Set problem | Reproduce word for word the part of the 2005 World Mountain Running Trophy page that opens with the words containing "- Organisers: WMRA" and closes with "m, participants 111.".

Supplied passage |

- Organisers: WMRA
- Edition: 21st
- Dates: 25 September
- Host city: Wellington, New Zealand
- Level: Senior and Junior
- Events: 8

= 2005 World Mountain Running Trophy =

The 2005 World Mountain Running Championships was the 21st edition of the global mountain running competition, World Mountain Running Championships, organised by the World Mountain Running Association.

==Results==
===Men Senior===
Distance 13.5 km, difference in height 930 m, participants 111.

- Individual

| Rank | Runner | Country | Time |
|---|---|---|---|
| 1st place, gold medalist(s) | Jonathan Wyatt | New Zealand | 53:23 |
| 2nd place, silver medalist(s) | Gabriele Abate | Italy | 55:35 |
| 3rd place, bronze medalist(s) | Davide Chicco | Italy | 55:41 |
| 4 | Marco Gaiardo | Italy | 56:08 |
| 5 | Helmut Schiessl | Germany | 56:22 |
| 6 | Dale Warrander | New Zealand | 56:24 |
| 7 | Ricardo Mejía | Mexico | 56:28 |
| 8 | Emanuele Manzi | Italy | 56:47 |
| 9 | Sebastien Epiney | Switzerland | 57:13 |
| 10 | Simon Gutierrez | United States | 57:20 |

- Team

| Rank | Team | Athletes | Points |
|---|---|---|---|
| 1st place, gold medalist(s) | Italy | Gabriele Abate, Davide Chicco, Marco Gaiardo, Emanuele Manzi, Alessio Rinaldi, Antonio Molinari | 17 |
| 2nd place, silver medalist(s) | New Zealand | Jonathan Wyatt, Dale Warrander, Benjamin Revell, Michael Wakelin, Callum Harland, Phil Costley | 75 |
| 3rd place, bronze medalist(s) | France | Julien Rancon, Jean-Christophe Dupont, Thierry Breuil, Arnaud Fourdin, Thierry Icart, Benjamin Dubois | 101 |

===Women Senior===
Distance 9.1 km, difference in height 620 m, participants 65.

- Individual

| Rank | Runner | Country | Time |
|---|---|---|---|
| 1st place, gold medalist(s) | Kate McIlroy | New Zealand | 39:40 |
| 2nd place, silver medalist(s) | Tracey Brindley | Scotland | 41:42 |
| 3rd place, bronze medalist(s) | Anna Pichrtova | Czech Republic | 41:59 |
| 4 | Mary Wilkinson | England | 42:39 |
| 5 | Isabelle Guillot | France | 42:47 |
| 6 | Vittoria Salvini | Italy | 42:56 |
| 7 | Melissa Moon | New Zealand | 43:21 |
| 8 | Laura Haefeli | United States | 43:38 |
| 9 | Maria Grazia Roberti | Italy | 43:46 |
| 10 | Pierangela Baronchelli | Italy | 44:10 |

- Team

| Rank | Team | Athletes | Points |
|---|---|---|---|
| 1st place, gold medalist(s) | Italy | Vittoria Salvini, Maria Grazia Roberti, Pierangela Baronchelli, Elisa Desco | 25 |
| 2nd place, silver medalist(s) | Scotland | Tracey Brindley, Sula Young, Angela Mudge, Jill Mykura | 38 |
| 3rd place, bronze medalist(s) | Czech Republic | Anna Pichrtova, Pavla Matyasova, Iva Milesova, Martina Cermankova | 48 |

===Junior Men===
Distance 9.1 km, difference in height 620 m, participants 50.

Extracted information |
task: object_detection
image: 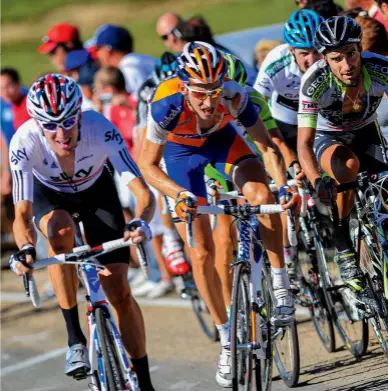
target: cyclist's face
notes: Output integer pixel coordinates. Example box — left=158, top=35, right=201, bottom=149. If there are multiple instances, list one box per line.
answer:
left=184, top=81, right=222, bottom=121
left=1, top=75, right=21, bottom=103
left=326, top=44, right=361, bottom=86
left=49, top=45, right=67, bottom=72
left=290, top=48, right=322, bottom=73
left=43, top=120, right=80, bottom=157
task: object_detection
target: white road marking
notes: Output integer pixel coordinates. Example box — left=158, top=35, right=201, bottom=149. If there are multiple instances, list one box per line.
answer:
left=0, top=348, right=68, bottom=377
left=169, top=381, right=200, bottom=391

Result below |
- Organisers: WMRA
- Edition: 21st
- Dates: 25 September
- Host city: Wellington, New Zealand
- Level: Senior and Junior
- Events: 8

= 2005 World Mountain Running Trophy =

The 2005 World Mountain Running Championships was the 21st edition of the global mountain running competition, World Mountain Running Championships, organised by the World Mountain Running Association.

==Results==
===Men Senior===
Distance 13.5 km, difference in height 930 m, participants 111.